_Assignment_
Quote the records below in full, exactly as given, with the images taken out.

[Information provided]

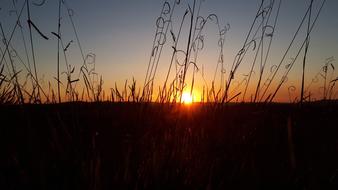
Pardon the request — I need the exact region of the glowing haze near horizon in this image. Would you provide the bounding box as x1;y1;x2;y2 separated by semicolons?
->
1;0;338;102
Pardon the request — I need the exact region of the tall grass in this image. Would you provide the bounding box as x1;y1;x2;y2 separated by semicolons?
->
0;0;335;104
0;0;106;103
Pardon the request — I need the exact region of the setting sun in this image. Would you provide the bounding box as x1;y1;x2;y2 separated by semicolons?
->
1;0;338;189
181;92;193;104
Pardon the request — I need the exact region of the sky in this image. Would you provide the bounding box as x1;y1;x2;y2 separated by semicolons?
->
0;0;337;102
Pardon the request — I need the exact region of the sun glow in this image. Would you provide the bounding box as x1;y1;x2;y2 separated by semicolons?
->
181;92;193;104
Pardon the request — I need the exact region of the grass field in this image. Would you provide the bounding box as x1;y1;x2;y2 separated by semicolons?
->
1;0;338;189
1;102;338;189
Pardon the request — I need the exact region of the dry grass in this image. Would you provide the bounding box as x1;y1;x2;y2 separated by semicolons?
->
0;0;337;189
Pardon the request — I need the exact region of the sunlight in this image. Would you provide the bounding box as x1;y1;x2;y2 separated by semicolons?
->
181;92;193;104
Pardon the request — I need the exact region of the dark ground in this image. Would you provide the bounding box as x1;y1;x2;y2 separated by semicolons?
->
1;102;338;189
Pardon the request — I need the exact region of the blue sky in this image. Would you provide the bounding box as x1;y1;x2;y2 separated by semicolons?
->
0;0;337;101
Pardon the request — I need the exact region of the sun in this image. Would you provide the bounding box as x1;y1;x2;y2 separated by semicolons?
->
181;92;193;104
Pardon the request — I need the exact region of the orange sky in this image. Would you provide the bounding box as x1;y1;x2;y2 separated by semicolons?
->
0;0;337;102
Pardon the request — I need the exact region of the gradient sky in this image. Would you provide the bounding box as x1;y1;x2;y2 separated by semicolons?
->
0;0;337;101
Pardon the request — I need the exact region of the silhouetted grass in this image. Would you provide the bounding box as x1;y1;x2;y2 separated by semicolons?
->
0;0;338;189
1;102;338;189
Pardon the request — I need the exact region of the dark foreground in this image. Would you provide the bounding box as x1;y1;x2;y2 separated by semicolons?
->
1;102;338;189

[/Information provided]

_Solution to this exercise_
Pardon the request — I need the exact region of the glowing haze near horizon in this image. Would you provide the bounding box as x1;y1;x2;y2 separated by semicolons?
->
1;0;338;102
Pardon the request — I need the exact region of the tall grass in this image. Would you provide the bounding box as x1;y1;x2;y2 separated by semicolons?
->
0;0;335;104
0;0;106;103
Pardon the request — I need the exact region of the setting sun in this image. Would you provide the bounding box as x1;y1;x2;y2 separated by semicolons?
->
1;0;338;189
181;92;193;104
Pardon the request — I need the exact region of the sky in this image. Would you provide the bounding box as x1;y1;x2;y2 separated by semicolons?
->
0;0;337;102
Pardon the request — I need the exact region of the sun glow in this image. Would you provide the bounding box as x1;y1;x2;y2 separated by semicolons?
->
181;92;193;104
Pardon the request — I need the exact region of the grass field in this image. Would you provide the bounding box as x1;y1;x2;y2 separated by semicolons?
->
1;0;338;189
1;102;338;189
Pardon the request — I need the exact region of the dry grass in this image. Would you provide the bounding box as x1;y1;x2;y2 separated by semicolons?
->
0;0;337;189
Pardon the request — I need the exact region of the sunlight in this image. Would you provide the bounding box as x1;y1;x2;y2 separated by semicolons?
->
181;92;193;104
Pardon the request — I need the exact region of the dark ground in this image. Would you provide the bounding box as x1;y1;x2;y2 separated by semicolons?
->
1;102;338;189
Pardon the request — I need the exact region of the blue sky in this image. Would you provide the bounding box as x1;y1;x2;y2 separated by semicolons?
->
0;0;337;101
Pardon the request — I need the exact region of the sun in this image. Would you provide the bounding box as x1;y1;x2;y2 separated by semicolons?
->
181;92;193;104
Pardon the request — I need the exact region of the orange sky in this image. Would you provide the bounding box as x1;y1;x2;y2 separated by semicolons?
->
0;0;337;102
Pardon the request — I need the exact region of the gradient sky in this image. Would you provide the bounding box as x1;y1;x2;y2 separated by semicolons?
->
0;0;337;101
Pardon the request — I need the exact region of the silhouetted grass in this image. Would you provide the bounding box as x1;y1;x2;y2 separated by semicolons?
->
0;0;338;189
1;102;338;189
Pardon the request — I need the exact region of the dark foreground in this image. Would you provide the bounding box as x1;y1;x2;y2 separated by semicolons?
->
1;102;338;189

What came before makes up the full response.